Selected text ▸
* start *

Betterment is especially appealing for users who want to invest toward specific goals, such as retirement, emergency savings growth, or general wealth accumulation. The app’s goal-based approach helps investors see how contributions may support future financial milestones.
- Best for: Hands-off investors who prefer automated portfolio management.
- Key features: Robo-advisory portfolios, goal planning, automatic rebalancing, tax-loss harvesting on taxable accounts.
- Passive wealth value: Betterment automates most of the investing process and requires little ongoing management.
Compared with Acorns, Betterment generally feels more like a traditional digital wealth manager. It may be better suited for investors who are ready to take passive investing seriously and want tools that can grow with them over time.
3. Wealthfront: Best for Long-Term Automated Financial Planning
Wealthfront is another leading robo-advisor that works well for passive investors. Like Betterment, it creates diversified ETF portfolios based on an investor’s goals, risk profile, and time horizon. Wealthfront stands out because of its planning tools, which help users model long-term financial scenarios.
The platform can be attractive for investors who want more than basic micro-investing. Wealthfront offers features such as automated rebalancing, tax-loss harvesting, and financial planning projections. It is designed for individuals who want to automate wealth building while also tracking broader financial goals.
- Best for: Investors focused on long-term planning and automation.
- Key features: ETF portfolios, automated rebalancing, planning tools, tax-efficient investing.
- Passive wealth value: It supports a set-it-and-maintain approach for long-term investors.
Wealthfront may not be as focused on spare-change investing as Acorns, but it can be better for users who already have a small foundation and want a more comprehensive automated investing platform.

* end *

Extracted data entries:
* start *

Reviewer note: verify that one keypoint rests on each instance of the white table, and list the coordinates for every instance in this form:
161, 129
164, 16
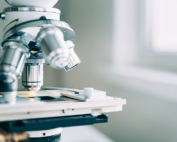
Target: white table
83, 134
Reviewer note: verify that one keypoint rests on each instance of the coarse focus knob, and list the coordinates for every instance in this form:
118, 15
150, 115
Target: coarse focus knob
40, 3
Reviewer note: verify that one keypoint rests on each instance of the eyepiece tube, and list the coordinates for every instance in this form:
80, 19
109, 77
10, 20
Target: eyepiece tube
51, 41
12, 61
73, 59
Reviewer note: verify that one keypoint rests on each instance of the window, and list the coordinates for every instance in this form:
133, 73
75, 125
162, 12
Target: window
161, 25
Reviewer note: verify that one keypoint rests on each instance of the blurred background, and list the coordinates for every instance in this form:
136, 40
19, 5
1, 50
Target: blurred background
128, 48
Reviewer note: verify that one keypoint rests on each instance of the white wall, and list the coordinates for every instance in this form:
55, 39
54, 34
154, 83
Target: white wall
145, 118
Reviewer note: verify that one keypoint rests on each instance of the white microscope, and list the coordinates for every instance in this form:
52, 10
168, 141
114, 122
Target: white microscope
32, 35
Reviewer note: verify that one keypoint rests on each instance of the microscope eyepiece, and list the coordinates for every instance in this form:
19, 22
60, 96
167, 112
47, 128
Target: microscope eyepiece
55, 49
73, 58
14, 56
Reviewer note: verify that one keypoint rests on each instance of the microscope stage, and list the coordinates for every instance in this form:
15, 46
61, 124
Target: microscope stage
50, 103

* end *
* start *

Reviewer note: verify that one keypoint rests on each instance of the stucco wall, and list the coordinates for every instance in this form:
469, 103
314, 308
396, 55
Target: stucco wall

* end *
* start *

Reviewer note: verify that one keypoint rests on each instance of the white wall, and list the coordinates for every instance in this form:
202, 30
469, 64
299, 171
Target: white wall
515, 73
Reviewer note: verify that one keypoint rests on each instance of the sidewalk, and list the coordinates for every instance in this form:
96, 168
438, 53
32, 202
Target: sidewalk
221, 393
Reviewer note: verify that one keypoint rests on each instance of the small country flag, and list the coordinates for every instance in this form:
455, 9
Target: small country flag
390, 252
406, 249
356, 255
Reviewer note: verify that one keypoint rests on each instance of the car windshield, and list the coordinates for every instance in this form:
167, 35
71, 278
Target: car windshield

* end *

Problems to work on ▸
- a) Return, word for word, the part of the investing-app text that opens with the words containing "- Key features: Robo-advisory" and closes with "little ongoing management.".
- b) Condense the paragraph of the investing-app text that begins "Wealthfront is another leading robo-advisor" into a short bulleted list that keeps its main facts.

Answer set ▸
- a)
- Key features: Robo-advisory portfolios, goal planning, automatic rebalancing, tax-loss harvesting on taxable accounts.
- Passive wealth value: Betterment automates most of the investing process and requires little ongoing management.

- b)
- Wealthfront is a leading robo-advisor that suits passive investors.
- Like Betterment, it builds diversified ETF portfolios from an investor's goals, risk profile, and time horizon.
- Its planning tools, which model long-term financial scenarios, set it apart.